= CONSIGNES =
a – Dans la critique du spectacle de Steven Cohen, pourquoi le performeur entre-t-il en scène en marchant ? Répondez en une à trois phrases.
b – Reprenez la critique du spectacle de Steven Cohen à la suite de sa dernière phrase.

----- PAGE

Que les coeurs sensibles et tous les autres soient prévenus : le spectacle de Steven Cohen, à l’affiche au Festival TransAmériques, se situe dans un registre émotionnel extrême ! Le chorégraphe, né à Johannesbourg en 1962, prend les grands moyens pour exprimer la douleur causée par la mort de son amoureux, Elu, après une vingtaine d’années de vie commune.
Le spectacle commence par une scène filmée où l’on grave sous la plante d’un pied du performeur, les mots : «Put your heart under your feet… and walk». C’est la phrase que sa nounou lui a lancée, pour l’aider à entreprendre son deuil, après le décès de l’être aimé. Cohen en a déduit que, pour ne pas se laisser écraser par le chagrin, la meilleure chose à faire est sans doute de rester en mouvement et de marcher, malgré les obstacles. Il entre donc en scène en marchant laborieusement; juché sur de très hauts talons et muni de longues béquilles, il se fraie un chemin à travers des dizaines de chaussons de ballet. Ces derniers évoquent, selon Cohen, les ressemblances entre le parcours d’Elu et celui de Billy Elliott qui a choisi de devenir danseur de ballet, malgré toute l’humiliation que cela impliquait dans les milieux conservateurs d’Afrique du Sud.

----------
----- EXTRAIT DES DONNÉES

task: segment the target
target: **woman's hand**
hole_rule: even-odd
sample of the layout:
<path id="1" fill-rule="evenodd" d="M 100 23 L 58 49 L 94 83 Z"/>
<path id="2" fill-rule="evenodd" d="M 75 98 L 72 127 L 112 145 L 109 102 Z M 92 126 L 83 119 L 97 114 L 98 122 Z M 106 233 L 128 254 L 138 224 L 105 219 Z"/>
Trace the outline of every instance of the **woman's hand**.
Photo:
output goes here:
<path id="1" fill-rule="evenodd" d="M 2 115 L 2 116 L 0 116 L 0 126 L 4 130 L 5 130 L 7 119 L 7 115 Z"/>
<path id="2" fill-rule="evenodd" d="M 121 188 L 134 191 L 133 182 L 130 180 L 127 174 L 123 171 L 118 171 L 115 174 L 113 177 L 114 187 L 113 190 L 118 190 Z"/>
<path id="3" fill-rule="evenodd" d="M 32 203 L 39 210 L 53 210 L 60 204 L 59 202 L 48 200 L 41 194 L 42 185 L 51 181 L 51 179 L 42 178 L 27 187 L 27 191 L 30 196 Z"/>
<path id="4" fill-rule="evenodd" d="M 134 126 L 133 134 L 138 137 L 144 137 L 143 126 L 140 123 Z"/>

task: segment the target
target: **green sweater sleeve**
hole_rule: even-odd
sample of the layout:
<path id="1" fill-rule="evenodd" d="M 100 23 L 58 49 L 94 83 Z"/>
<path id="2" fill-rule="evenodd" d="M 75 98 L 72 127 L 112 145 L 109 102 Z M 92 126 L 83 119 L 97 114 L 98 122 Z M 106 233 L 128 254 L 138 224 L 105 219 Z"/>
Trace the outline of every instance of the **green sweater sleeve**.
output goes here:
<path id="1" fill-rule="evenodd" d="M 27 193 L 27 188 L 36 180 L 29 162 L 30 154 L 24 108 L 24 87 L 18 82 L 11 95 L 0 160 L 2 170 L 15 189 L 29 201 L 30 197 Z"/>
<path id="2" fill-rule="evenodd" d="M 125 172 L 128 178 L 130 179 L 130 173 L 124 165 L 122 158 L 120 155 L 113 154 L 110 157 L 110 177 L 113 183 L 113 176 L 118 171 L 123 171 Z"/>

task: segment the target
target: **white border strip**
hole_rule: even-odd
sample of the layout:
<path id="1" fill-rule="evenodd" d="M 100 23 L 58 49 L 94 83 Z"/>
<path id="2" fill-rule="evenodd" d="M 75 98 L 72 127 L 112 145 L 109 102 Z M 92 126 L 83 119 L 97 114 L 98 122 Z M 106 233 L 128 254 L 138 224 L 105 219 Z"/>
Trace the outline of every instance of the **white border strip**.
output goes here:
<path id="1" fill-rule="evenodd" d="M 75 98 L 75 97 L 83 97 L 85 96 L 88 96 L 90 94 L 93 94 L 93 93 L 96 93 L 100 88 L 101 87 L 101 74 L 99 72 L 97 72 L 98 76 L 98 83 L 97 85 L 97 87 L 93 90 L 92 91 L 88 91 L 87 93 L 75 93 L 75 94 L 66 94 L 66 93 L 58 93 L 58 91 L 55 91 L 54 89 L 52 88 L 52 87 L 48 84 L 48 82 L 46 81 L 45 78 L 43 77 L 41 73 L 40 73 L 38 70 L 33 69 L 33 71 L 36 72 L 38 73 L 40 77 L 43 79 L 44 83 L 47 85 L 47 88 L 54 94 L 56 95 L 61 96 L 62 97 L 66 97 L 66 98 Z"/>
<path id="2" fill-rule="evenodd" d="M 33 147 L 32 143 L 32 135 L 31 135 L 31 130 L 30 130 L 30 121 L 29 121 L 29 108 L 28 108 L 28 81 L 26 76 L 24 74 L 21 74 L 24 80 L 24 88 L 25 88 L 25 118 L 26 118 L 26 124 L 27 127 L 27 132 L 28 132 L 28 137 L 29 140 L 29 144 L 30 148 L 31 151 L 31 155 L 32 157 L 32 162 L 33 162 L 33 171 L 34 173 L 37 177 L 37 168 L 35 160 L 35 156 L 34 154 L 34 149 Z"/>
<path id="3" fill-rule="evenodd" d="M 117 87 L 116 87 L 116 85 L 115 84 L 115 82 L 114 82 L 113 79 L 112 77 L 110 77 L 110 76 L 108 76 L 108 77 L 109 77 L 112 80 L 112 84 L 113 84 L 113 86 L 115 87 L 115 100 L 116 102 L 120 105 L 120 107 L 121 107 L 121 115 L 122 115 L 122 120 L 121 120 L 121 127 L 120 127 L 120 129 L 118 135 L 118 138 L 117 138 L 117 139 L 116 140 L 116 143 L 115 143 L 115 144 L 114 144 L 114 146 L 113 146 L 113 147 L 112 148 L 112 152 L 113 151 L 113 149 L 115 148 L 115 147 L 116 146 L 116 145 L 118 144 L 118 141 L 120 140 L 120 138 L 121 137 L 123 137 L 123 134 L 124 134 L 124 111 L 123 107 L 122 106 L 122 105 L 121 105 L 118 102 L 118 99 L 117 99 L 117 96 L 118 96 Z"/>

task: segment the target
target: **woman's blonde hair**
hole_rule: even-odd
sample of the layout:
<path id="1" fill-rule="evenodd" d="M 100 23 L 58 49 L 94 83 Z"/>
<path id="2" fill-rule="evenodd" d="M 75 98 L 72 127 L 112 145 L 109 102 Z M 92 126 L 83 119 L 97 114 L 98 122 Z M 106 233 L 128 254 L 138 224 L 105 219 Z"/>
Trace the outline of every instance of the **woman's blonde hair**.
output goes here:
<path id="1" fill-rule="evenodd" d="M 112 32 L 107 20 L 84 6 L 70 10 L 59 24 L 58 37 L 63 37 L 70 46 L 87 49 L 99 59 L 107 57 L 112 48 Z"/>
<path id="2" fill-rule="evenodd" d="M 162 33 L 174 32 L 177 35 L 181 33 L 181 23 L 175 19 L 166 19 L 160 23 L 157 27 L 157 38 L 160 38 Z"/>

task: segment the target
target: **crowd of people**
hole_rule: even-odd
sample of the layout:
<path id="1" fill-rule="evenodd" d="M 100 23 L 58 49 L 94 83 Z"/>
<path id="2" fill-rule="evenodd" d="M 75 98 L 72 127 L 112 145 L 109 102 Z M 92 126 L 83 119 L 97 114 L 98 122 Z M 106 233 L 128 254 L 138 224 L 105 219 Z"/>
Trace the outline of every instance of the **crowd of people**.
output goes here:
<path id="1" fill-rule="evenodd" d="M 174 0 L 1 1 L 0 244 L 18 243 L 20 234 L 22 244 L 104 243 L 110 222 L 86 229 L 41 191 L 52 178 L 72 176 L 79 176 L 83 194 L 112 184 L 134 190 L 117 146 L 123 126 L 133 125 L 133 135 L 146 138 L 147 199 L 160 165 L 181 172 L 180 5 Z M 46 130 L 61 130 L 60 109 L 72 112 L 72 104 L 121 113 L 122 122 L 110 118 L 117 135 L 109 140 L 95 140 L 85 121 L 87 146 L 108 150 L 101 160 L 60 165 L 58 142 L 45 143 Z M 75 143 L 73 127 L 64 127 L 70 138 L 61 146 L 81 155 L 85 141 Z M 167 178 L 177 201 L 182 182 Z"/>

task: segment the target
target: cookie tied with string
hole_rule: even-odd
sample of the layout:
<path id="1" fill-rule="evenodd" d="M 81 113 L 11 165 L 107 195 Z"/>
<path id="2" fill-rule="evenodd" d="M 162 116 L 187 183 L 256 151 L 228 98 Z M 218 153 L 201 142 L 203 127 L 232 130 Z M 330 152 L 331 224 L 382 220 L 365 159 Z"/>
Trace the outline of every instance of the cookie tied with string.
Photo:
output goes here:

----------

= RÉPONSES ATTENDUES =
a – Sa nounou lui a dit «Put your heart under your feet… and walk» pour l'aider à faire son deuil après la mort d'Elu. Cohen en a déduit que, pour ne pas être écrasé par le chagrin, le mieux était sans doute de rester en mouvement et de marcher, malgré les obstacles.

b –
Regarder la mort en face
On présente ensuite une longue séquence filmée d’une dizaine de minutes, où on voit le performeur en tutu dans un abattoir, déambulant à travers les carcasses d’animaux. Il va jusqu’à se coucher sous une vache qui se vide de son sang sur lui, au son des gémissements d’animaux qu’on abat. Des images si pénibles qu’on se prend à se contorsionner sur son siège. L’artiste estime, d’une part, qu’il s’agit là d’une représentation de la mort, évoquant plus précisément l’hémorragie qui a emporté son amoureux. Cohen, provocateur, veut aussi dénoncer la violence envers les animaux et souhaite que l’inconfort que l’on ressent face à cette terrifiante vidéo ressurgisse devant un comptoir de viande au super marché.
Deuil extrême
Pour symboliser la brièveté de la vie, le quinquagénaire arbore jusqu’à la fin, un masque du papillon de nuit nommé Atlas qui ne vit que quelques jours. Enfin, Cohen avale une cuillerée de ce qui serait les cendres du défunt, pour intégrer la mort de l’être aimé dans sa vie qui continue, explique-t-il en anglais. Après avoir disparu momentanément dans la fumée qui envahit la scène et même une bonne partie de la salle, l’homme éploré se retire définitivement, emportant avec lui le contenant de cendres.
Férocement beau ! Des scènes d’une puissance inouïe, à la mesure de la douleur que peut engendrer la mort d’un être cher.
Put your heart under your feet… and walk
Conception et interprétation : Steven Cohen
À l’Usine C, jusqu’au 29 mai
(Photos du spectacle «Put your heart under your feet… and walk», fournies par le FTA)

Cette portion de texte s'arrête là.